**Exercise:** Count the lines of the records below that contain the word "poppy". Give only the number.

**Records shown:**
* * * * *

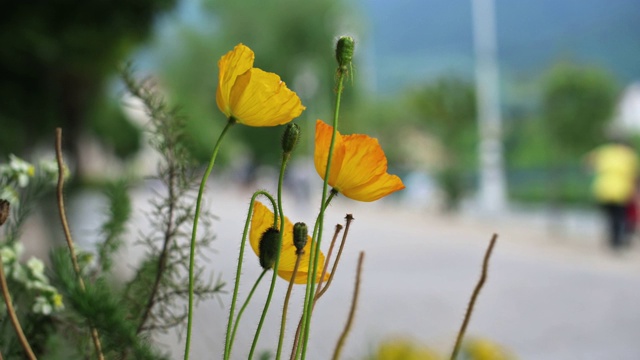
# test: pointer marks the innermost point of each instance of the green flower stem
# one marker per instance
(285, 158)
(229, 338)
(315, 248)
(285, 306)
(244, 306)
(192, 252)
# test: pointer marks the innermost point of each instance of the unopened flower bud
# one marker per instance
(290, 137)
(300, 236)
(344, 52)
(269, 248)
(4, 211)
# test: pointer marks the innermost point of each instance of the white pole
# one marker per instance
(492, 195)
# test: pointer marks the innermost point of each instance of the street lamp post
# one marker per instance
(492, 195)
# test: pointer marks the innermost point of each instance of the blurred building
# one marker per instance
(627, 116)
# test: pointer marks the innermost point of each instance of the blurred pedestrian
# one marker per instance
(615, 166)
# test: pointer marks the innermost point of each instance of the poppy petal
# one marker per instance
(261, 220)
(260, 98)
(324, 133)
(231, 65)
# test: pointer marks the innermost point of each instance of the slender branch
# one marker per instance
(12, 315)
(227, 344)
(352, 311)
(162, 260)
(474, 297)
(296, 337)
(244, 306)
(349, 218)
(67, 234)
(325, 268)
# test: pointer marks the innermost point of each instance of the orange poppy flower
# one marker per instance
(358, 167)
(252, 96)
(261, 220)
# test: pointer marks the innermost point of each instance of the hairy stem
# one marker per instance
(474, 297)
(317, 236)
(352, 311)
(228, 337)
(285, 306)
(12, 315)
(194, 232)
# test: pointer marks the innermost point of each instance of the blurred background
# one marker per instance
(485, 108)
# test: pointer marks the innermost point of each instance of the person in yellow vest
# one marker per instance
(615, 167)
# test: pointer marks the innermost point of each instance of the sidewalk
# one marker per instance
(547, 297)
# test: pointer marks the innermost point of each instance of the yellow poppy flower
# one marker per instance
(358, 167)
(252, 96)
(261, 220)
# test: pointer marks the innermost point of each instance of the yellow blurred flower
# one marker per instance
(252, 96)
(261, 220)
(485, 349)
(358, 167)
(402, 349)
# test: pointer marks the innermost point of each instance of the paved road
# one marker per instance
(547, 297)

* * * * *

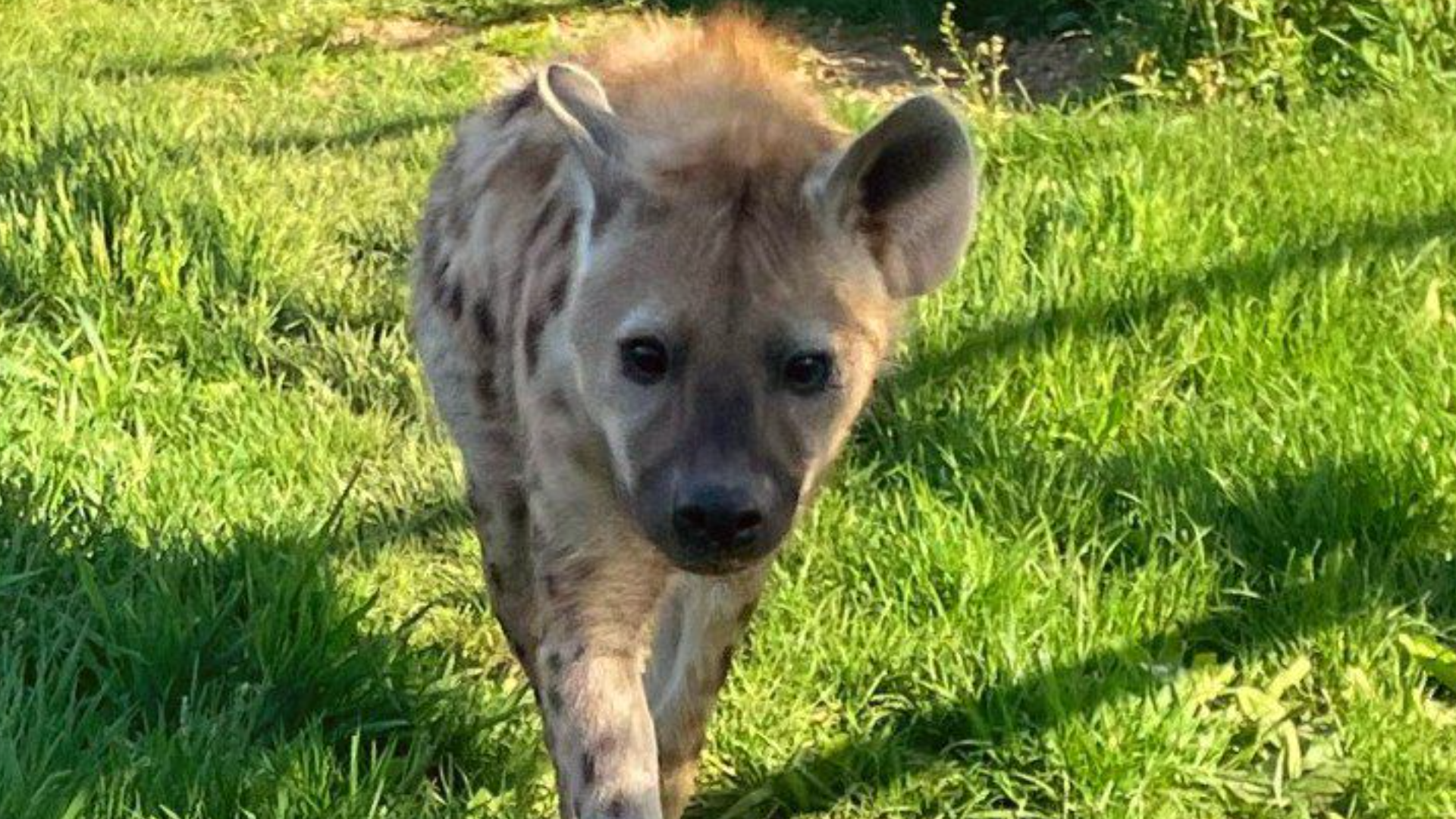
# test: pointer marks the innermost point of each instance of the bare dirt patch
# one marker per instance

* * * * *

**Result for this exercise:** 3